##### Recorded information #####

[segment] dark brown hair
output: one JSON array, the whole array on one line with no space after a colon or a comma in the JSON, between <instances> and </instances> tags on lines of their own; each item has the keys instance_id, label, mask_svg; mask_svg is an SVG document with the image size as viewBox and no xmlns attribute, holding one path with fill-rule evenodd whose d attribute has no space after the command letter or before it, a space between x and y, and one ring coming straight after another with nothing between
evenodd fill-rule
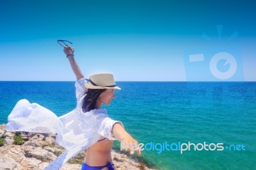
<instances>
[{"instance_id":1,"label":"dark brown hair","mask_svg":"<svg viewBox=\"0 0 256 170\"><path fill-rule=\"evenodd\" d=\"M85 109L86 112L95 109L97 99L98 99L101 93L105 90L106 89L88 89L87 91L85 92L86 96L84 98L83 108Z\"/></svg>"}]
</instances>

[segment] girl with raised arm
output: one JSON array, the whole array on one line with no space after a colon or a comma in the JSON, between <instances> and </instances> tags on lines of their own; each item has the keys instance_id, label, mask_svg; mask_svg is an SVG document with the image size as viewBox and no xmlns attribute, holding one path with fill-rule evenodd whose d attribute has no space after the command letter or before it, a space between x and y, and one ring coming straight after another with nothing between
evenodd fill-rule
<instances>
[{"instance_id":1,"label":"girl with raised arm","mask_svg":"<svg viewBox=\"0 0 256 170\"><path fill-rule=\"evenodd\" d=\"M137 141L124 130L123 124L111 119L107 111L101 107L102 104L109 105L115 97L115 89L120 88L115 85L111 73L97 73L84 79L74 59L74 49L65 45L64 52L77 79L76 109L57 117L46 108L23 99L9 115L6 130L56 135L56 142L66 150L45 169L59 169L84 150L86 157L82 170L115 169L111 155L113 140L122 141L122 148L129 150L131 155L134 149L130 146L138 146ZM136 151L141 155L138 148Z\"/></svg>"}]
</instances>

#####

*Task details*
Copy verbatim the portion of the items from the line containing "[segment] girl with raised arm" through the end of the items, with both boundary lines included.

*Reply to the exercise*
[segment] girl with raised arm
output: one JSON array, the whole array on one line with no space after a colon or a comma in the JSON, between <instances> and </instances> tags on lines of their own; each item has the keys instance_id, label, mask_svg; mask_svg is an SVG document with the image size as viewBox and no xmlns attribute, holding one path with fill-rule evenodd whose d attribute has no space after the command letter or before it, a space between x and y, and one ring coming straight after another with nothing between
evenodd fill-rule
<instances>
[{"instance_id":1,"label":"girl with raised arm","mask_svg":"<svg viewBox=\"0 0 256 170\"><path fill-rule=\"evenodd\" d=\"M137 141L124 130L123 124L111 119L107 111L101 107L102 104L109 105L115 97L115 89L120 88L115 85L111 73L97 73L84 79L74 59L74 49L65 45L64 52L77 79L76 109L57 117L46 108L23 99L9 115L6 130L56 135L56 142L66 150L45 169L59 169L84 150L86 157L82 170L115 169L111 155L113 140L122 141L122 148L129 150L131 155L134 149L130 146L138 146ZM136 151L141 155L138 148Z\"/></svg>"}]
</instances>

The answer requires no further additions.